* _Dataset content_
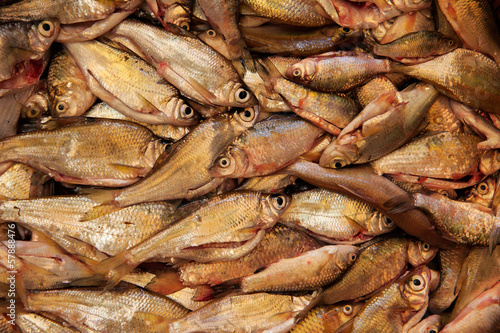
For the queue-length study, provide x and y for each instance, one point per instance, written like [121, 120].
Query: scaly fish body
[184, 173]
[386, 261]
[475, 23]
[169, 132]
[310, 270]
[69, 94]
[331, 112]
[266, 147]
[78, 153]
[464, 75]
[295, 12]
[197, 70]
[130, 85]
[334, 217]
[442, 155]
[337, 71]
[381, 127]
[119, 310]
[281, 242]
[247, 313]
[59, 218]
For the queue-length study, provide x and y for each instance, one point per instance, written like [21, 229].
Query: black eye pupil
[242, 94]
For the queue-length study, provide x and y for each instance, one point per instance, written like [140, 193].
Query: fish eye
[338, 163]
[482, 188]
[242, 96]
[347, 309]
[62, 107]
[46, 28]
[279, 202]
[416, 283]
[187, 112]
[247, 114]
[224, 162]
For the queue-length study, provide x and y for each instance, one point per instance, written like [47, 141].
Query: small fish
[69, 94]
[308, 271]
[76, 151]
[335, 218]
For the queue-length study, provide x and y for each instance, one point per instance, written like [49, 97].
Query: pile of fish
[249, 166]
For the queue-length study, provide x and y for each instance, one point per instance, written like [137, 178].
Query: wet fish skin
[244, 312]
[388, 258]
[71, 153]
[197, 70]
[122, 309]
[130, 85]
[416, 47]
[463, 75]
[69, 94]
[246, 156]
[281, 242]
[184, 173]
[334, 217]
[381, 127]
[475, 23]
[310, 270]
[348, 68]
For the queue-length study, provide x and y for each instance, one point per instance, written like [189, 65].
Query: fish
[69, 95]
[183, 173]
[391, 308]
[386, 260]
[381, 127]
[245, 156]
[463, 75]
[280, 242]
[224, 227]
[475, 24]
[246, 313]
[335, 218]
[197, 70]
[75, 151]
[130, 85]
[416, 47]
[350, 69]
[122, 309]
[308, 271]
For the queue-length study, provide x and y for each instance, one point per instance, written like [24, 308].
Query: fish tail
[399, 204]
[115, 268]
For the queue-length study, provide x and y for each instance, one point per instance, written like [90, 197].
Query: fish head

* _Directions_
Copy out all the items above word for word, leaving out the pictures.

* _Final result_
For the queue-length study, provide x and y for each instance, one point per instance, written like [121, 120].
Query: scaly fish body
[184, 173]
[386, 261]
[475, 23]
[169, 132]
[310, 270]
[69, 94]
[331, 112]
[266, 147]
[78, 153]
[464, 75]
[295, 12]
[197, 70]
[130, 85]
[334, 217]
[442, 155]
[337, 71]
[381, 127]
[119, 310]
[281, 242]
[247, 313]
[59, 218]
For the queue-length study, provide x and y for each instance, one point per instance, written like [21, 229].
Query: black eye pupil
[242, 94]
For the queue-length study, provide x and y for each instance, one point per instance, written like [140, 193].
Query: fish eye
[338, 163]
[482, 188]
[242, 96]
[347, 309]
[62, 107]
[46, 28]
[279, 202]
[416, 283]
[187, 112]
[247, 114]
[224, 162]
For the queue-length study, provide x and y for each instance, one point per instance, written like [47, 141].
Query: small fish
[69, 94]
[308, 271]
[76, 151]
[335, 218]
For the queue-length study, provide x and y for each instance, one point per instance, written like [49, 97].
Query: pile of fish
[249, 166]
For the queue-length study, provide x and y for each instance, one point per instance, written like [137, 178].
Query: wet fish skin
[244, 312]
[388, 258]
[71, 153]
[197, 70]
[122, 309]
[130, 85]
[416, 47]
[463, 75]
[69, 94]
[246, 156]
[281, 242]
[184, 173]
[334, 217]
[381, 127]
[475, 23]
[310, 270]
[348, 68]
For the queue-length study, provide x and y for each instance, one point per instance, written like [189, 65].
Query: fish
[69, 95]
[183, 173]
[391, 308]
[386, 260]
[381, 127]
[245, 156]
[463, 75]
[280, 242]
[224, 227]
[475, 24]
[246, 313]
[335, 218]
[197, 70]
[75, 151]
[130, 85]
[416, 47]
[350, 69]
[122, 309]
[308, 271]
For the queue-length study, provide x and y for each instance, one point per instance, written like [24, 308].
Query: fish tail
[399, 204]
[115, 268]
For the queue-length study, provide x and y for each instance, one point per instance, written like [90, 197].
Query: fish head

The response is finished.